#### [AVAILABLE RECORDS]

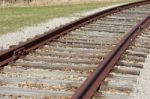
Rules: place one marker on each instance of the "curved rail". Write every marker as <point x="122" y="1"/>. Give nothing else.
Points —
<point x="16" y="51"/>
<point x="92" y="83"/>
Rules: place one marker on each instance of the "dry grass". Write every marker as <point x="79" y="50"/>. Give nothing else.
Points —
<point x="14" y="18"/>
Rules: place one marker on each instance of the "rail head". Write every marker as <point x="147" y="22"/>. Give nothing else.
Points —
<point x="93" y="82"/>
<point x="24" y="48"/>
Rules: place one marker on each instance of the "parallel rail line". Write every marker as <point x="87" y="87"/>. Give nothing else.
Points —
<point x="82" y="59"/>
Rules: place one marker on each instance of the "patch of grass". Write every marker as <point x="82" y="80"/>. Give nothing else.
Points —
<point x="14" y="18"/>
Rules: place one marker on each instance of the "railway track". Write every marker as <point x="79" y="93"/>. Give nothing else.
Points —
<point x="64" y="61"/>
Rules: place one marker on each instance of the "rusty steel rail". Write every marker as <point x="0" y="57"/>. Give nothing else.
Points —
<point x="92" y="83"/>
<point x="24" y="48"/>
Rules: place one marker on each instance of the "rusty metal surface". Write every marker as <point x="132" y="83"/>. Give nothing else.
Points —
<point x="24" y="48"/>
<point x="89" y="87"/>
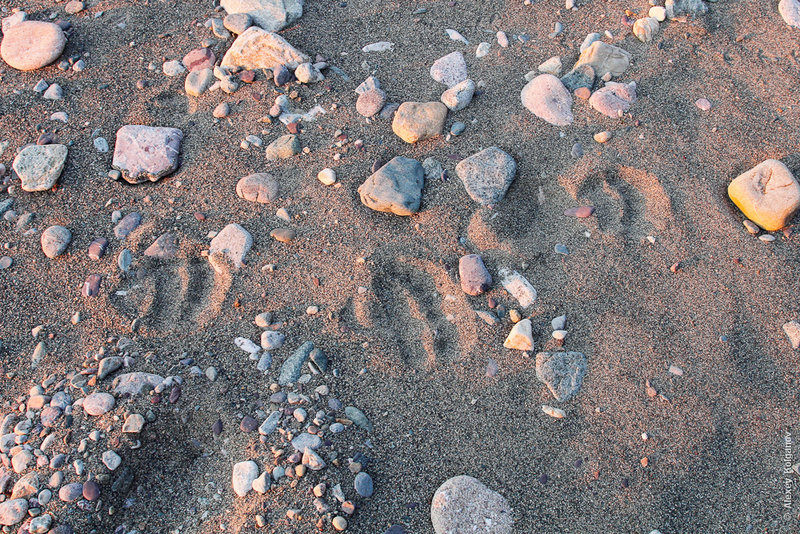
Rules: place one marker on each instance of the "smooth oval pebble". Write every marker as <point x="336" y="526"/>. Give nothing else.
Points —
---
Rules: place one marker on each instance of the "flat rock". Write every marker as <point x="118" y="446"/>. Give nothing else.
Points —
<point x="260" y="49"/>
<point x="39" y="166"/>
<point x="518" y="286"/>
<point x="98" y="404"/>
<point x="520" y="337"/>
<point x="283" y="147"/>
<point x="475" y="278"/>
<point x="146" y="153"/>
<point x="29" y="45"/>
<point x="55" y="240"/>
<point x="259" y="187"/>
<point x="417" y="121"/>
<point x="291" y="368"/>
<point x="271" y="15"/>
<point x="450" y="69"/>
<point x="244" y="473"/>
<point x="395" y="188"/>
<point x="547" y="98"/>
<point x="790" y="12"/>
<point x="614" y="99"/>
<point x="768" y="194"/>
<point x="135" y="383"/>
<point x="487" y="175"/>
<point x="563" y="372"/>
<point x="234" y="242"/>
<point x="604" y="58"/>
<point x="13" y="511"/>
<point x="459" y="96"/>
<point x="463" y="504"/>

#### [WHAT YOU SHOULD DO]
How many lines of the material above contain the string "rusty", with case counting? Reply with the number alone.

#### [COMPLETE OUTPUT]
2